= Article =
TL;DR: Auth0 has replatformed our private cloud offering onto Kubernetes. This post details the architecture of the new platform and all the major infrastructure and networking components.
Auth0 is excited to relaunch our private cloud offering on our new platform. Recently, Auth0 has invested in retooling the private cloud platform to support more automation, adopt current technologies, and help scale the private cloud to thousands of environments. It’s been an enormous effort across many teams, and we’re excited to share an overview of the system in this post.
This post will serve as a technical primer for the new platform, and subsequent posts in the series will go in depth on specific features from a technical perspective. In future posts, we’ll cover the architecture in more depth, release orchestration, geo-failover, security principles, and the data pipeline of the new system.
You will hear directly from engineers who built the product and learn how Auth0 was able to deliver on a multi-cloud, Kubernetes-based platform with one-click provisioning for customers.
But first, a quick refresher on our private cloud deployments. Auth0 is a software-as-a-service (SaaS) solution that has two deployment models — a public and private cloud. The public cloud is a standard multi-tenant environment where resources are shared between customers and is available in the United States (US), Europe, Australia, and Japan. Private cloud deployments, on the other hand, are single-subscriber environments that provide customers with dedicated infrastructure and can be deployed in nearly any region across Amazon Web Services (AWS) and Microsoft Azure.
So why choose a private cloud? There are a number of reasons. Private cloud deployments offer cloud and region choice, which can be important for compliance and data residency requirements. Private instances also offer greater performance guarantees above what we can offer for public cloud deployments in terms of throughput on a per-customer basis. Of course, there are the added benefits of having isolated infrastructure solely for your use case. Finally, since private clouds are single subscriber, we can take advantage of private linking back to your Virtual Private Cloud (VPC), which keeps any extensibility-related functionality that originates from Auth0 off the public internet.
Ok! With that out of the way, we can start to introduce the components of the new platform.
Central, PoPs, and Spaces
Our new architecture is composed of three tiers, Central, Points of Presence (PoPs), and Spaces. The relationship here between the components is one to many. A globally singular central has many PoPs, and PoPs can have many spaces, which in our platform is the terminology for individual customer environments. Before going too much deeper, we’ll put some simple definitions here:
- Central: A globally unique component that contains the platform control plane and other centralized global infrastructure. The control plane manages the creation of customer environments and the release pipeline to keep them updated.
- PoPs: An intermediate point of infrastructure pinned to a specific cloud region (i.e., Azure EastUS or AWS us-east-1). The PoP hosts internal visibility tools and securely proxies messages from the central down to the customer environments.
- Space: The customer environment itself, is located ‘beneath’ a PoP in a particular cloud region. Spaces align directly with the type of features selected by the customer. Currently, we support three different packages with geo-failover and payment card industry (PCI) compliance as add-ons.
In addition to the items laid out above, the new platform also has data pipeline components within each tier of the infrastructure. The data pipeline is responsible for the treatment of sensitive data between the tiers. In a future post, we’ll cover the data pipeline in depth and describe how it removes sensitive data as needed.

= Entries =
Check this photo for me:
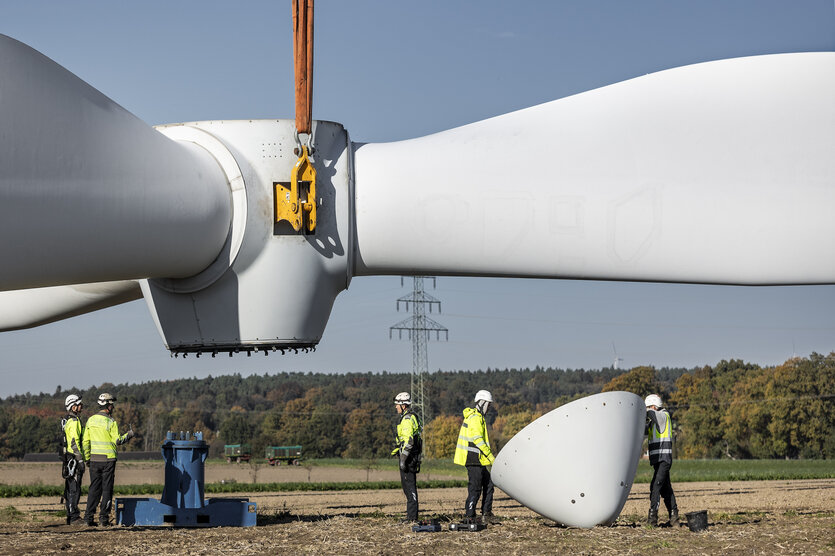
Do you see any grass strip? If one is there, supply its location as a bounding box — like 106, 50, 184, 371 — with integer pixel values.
635, 459, 835, 483
0, 480, 467, 498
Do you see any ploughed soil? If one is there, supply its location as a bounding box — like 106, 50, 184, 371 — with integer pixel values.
0, 462, 835, 555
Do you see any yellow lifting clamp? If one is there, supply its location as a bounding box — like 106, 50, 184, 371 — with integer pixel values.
275, 145, 316, 233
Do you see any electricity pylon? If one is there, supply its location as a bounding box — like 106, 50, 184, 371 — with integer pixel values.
389, 276, 449, 436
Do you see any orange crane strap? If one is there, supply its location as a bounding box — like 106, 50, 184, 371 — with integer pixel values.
293, 0, 313, 135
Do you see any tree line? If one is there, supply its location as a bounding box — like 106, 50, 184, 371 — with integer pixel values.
0, 354, 835, 460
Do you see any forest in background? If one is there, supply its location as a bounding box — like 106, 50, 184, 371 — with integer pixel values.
0, 353, 835, 461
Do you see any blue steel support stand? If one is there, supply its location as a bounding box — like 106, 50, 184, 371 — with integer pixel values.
116, 432, 256, 527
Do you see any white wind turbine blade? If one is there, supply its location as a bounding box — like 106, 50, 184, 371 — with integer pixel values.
0, 280, 142, 332
355, 52, 835, 284
0, 35, 232, 290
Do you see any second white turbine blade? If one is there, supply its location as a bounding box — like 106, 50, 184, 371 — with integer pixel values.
355, 53, 835, 284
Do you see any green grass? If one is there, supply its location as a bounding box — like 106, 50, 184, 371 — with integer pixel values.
0, 458, 835, 498
635, 459, 835, 483
206, 457, 467, 478
0, 480, 467, 498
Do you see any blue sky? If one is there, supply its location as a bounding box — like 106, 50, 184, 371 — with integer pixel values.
0, 0, 835, 396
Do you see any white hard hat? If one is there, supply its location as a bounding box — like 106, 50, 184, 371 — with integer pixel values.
644, 394, 664, 407
64, 394, 81, 411
473, 390, 493, 403
394, 392, 412, 405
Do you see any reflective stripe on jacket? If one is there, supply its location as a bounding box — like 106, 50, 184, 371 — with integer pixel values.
82, 411, 128, 461
647, 409, 673, 465
64, 414, 84, 459
452, 407, 496, 466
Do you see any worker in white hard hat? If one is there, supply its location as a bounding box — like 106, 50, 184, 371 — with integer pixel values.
453, 390, 496, 519
644, 394, 678, 527
391, 392, 423, 523
61, 394, 84, 525
83, 392, 133, 527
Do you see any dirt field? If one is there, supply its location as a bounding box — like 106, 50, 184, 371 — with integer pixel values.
0, 464, 835, 555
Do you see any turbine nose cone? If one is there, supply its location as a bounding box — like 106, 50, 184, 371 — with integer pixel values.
492, 392, 646, 527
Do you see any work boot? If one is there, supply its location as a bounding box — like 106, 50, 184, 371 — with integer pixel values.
670, 508, 678, 527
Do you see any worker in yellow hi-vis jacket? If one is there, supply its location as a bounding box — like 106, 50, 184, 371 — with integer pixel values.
82, 393, 133, 527
453, 390, 496, 518
391, 392, 423, 523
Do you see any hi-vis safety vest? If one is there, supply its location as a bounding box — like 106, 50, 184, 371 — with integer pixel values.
82, 412, 128, 461
648, 409, 673, 465
452, 407, 496, 466
391, 411, 423, 461
391, 411, 420, 455
64, 415, 84, 459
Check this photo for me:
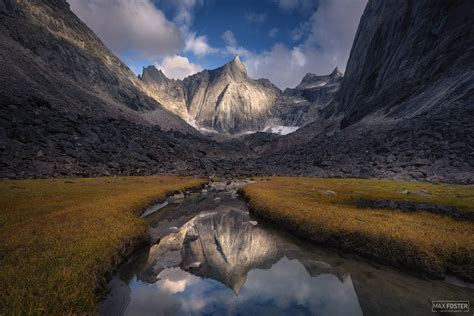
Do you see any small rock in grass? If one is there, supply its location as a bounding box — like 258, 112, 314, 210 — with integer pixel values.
319, 190, 336, 195
168, 226, 179, 234
188, 261, 201, 270
415, 189, 431, 196
185, 232, 199, 241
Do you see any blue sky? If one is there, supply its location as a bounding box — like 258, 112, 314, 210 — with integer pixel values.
68, 0, 367, 88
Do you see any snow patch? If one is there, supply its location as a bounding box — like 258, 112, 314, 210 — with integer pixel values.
263, 125, 300, 135
185, 118, 217, 133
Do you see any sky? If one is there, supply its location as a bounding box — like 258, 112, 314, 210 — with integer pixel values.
68, 0, 367, 89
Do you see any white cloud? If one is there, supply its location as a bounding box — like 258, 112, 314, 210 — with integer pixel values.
222, 30, 237, 47
184, 33, 218, 57
161, 0, 203, 30
155, 55, 202, 80
275, 0, 316, 14
305, 0, 367, 69
220, 30, 251, 57
161, 0, 219, 57
245, 12, 267, 24
244, 43, 313, 89
68, 0, 184, 58
244, 0, 367, 89
268, 27, 278, 38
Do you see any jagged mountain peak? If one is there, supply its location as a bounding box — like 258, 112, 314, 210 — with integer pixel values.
330, 66, 343, 78
296, 67, 343, 90
139, 65, 169, 83
216, 54, 248, 81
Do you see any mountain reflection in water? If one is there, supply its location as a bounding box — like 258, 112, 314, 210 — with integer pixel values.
101, 185, 474, 316
126, 257, 362, 315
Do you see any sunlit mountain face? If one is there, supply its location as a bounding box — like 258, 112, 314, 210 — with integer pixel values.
68, 0, 367, 89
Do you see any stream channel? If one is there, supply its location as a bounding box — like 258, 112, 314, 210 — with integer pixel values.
101, 180, 474, 316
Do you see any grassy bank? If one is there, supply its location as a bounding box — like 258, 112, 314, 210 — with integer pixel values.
0, 177, 206, 315
243, 177, 474, 281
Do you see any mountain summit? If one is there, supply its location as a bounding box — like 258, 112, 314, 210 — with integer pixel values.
141, 55, 281, 134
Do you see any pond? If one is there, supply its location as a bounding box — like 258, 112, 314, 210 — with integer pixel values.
102, 181, 474, 315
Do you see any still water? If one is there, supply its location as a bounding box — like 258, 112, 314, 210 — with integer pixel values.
102, 182, 474, 315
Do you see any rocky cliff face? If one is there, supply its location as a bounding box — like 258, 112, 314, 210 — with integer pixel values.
139, 66, 189, 119
248, 0, 474, 183
142, 56, 280, 134
274, 68, 342, 126
0, 0, 244, 178
336, 0, 474, 128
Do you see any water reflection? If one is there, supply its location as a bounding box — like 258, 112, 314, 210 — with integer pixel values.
102, 184, 474, 316
126, 257, 362, 315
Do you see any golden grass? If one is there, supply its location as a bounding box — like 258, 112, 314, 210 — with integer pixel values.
243, 177, 474, 280
0, 177, 207, 315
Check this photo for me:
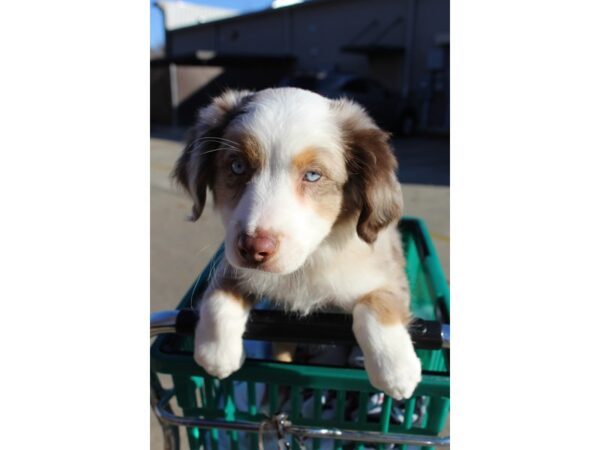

= Directive =
Carry on the post about Auth0's new Kubernetes-based private cloud platform, picking up right after its last sentence.

= Written answer =
We will now go into a bit more detail on each tier of the architecture.
The Central and Control Plane
At the highest level, the Central is comprised of the control plane for the new platform and globally centralized services. To an end user, this is exposed as an application programming interfaces (APIs) only reachable on a trusted network behind a Virtual Private Network (VPN) and secured further by identity verification (i.e., Zero Trust). Global services also run in the Central. The control plane APIs allow for creation of the other architecture components, PoPs, and Spaces (more on the components later). Engineering operators use a Command Line Interface (CLI) to interact with this API, while Auth0 customer-facing teams use an internal user interface (UI) to provision customer spaces.
In line with our overall approach to the high availability of the platform, the Central is geo-redundant and can failover to a secondary region if required. Within both the primary and secondary regions, all Central components are deployed across three availability zones.
It is worth noting that in a catastrophic failure of both Central regions, the individual Spaces can still function, meaning the Auth0 service would still be available. This is because the Auth0 service is not dependent on connectivity to the control plane. In such a case, these ‘floating’ Spaces couldn’t receive directives from the control plane but would still function for end users without issue. In essence, their configuration would be ‘frozen’ until connectivity was re-established. The control plane is not a single point of failure for service delivery. This adds yet another layer of redundancy in addition to the Central being geo-redundant. To summarize, authentication and authorization services in the Space will continue to function, even when connectivity to the control plane is interrupted. The end-user authentication and authorization experience won’t be affected.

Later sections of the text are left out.